• [Tasks to perform]
1. From the passage on science communication, copy word for word the part that opens with the words containing "If you're the" and closes with "very, very proud.".
2. Answer these questions from the passage on science communication:
(a) Which two organizations published science education standards?
(b) What two things have certain science journalists done that make the problem of misunderstanding worse?
(c) Sharing information with other scientists lets an individual scientist be sure her observation is a real phenomenon rather than what?

• [Excerpted text]
::::::::::

Protecting the meaning
Science, by its nature, is an activity that has communication built into it. It's a big world, so scientists need to split up the job of figuring out what's going on with it, and they need to report their findings back to the team. Moreover, the sharing of information between scientists is a way for the individual scientist to be sure what she's observing is a real phenomenon rather than an equipment malfunction or a figment of her imagination. And, of course, scientists pass on information to non-scientists, whether practical information ("Hey, you might want to cook that at a higher temperature if you want to eat it and not get violently ill.") or more esoteric information ("Here are the cool things we could learn by accelerating particles and smashing them into each other; can we have some money?)
A perennial source of frustration for scientists who go to the trouble of telling lay people what they've found is that lay people manage to misunderstand the scientists so frequently. Certain science journalists have been known to make the problem worse by quoting scientists out of context or by playing "balanced reporting" games that don't accurately reflect the center of gravity of scientific opinion. In some ways, this seems like a risk inherent in any kind of communication: whatever you say (or write) can be misinterpreted by someone. Short of spending all your time trying to straighten out the folks who are confused or just not sharing any information in the first place, what are you going to do?
If you're the National Academy of Sciences or the National Science Teachers Association, you're going to do something that makes Dr. Free-Ride very, very proud.
You see, NAS and NSTA have published science education standards. They went to great lengths to make them good, and to put them into words that communicate clearly what students ought to understand about what science knows and how science knows it. In writing and publishing these standards, these organizations clearly hoped that they would be put to use in designing quality science classes.

::::::::::

• [Collected material]
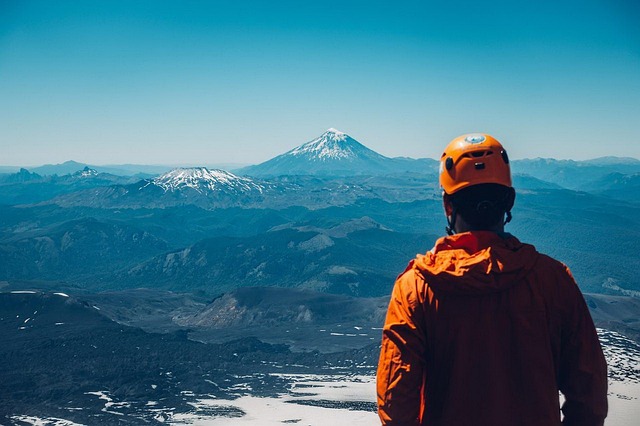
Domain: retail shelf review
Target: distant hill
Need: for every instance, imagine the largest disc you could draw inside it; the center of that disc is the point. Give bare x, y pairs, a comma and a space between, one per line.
572, 174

::::::::::

• [Solved tasks]
1.
If you're the National Academy of Sciences or the National Science Teachers Association, you're going to do something that makes Dr. Free-Ride very, very proud.

2.
(a) The National Academy of Sciences and the National Science Teachers Association.
(b) They have quoted scientists out of context and played "balanced reporting" games that don't accurately reflect the center of gravity of scientific opinion.
(c) An equipment malfunction or a figment of her imagination.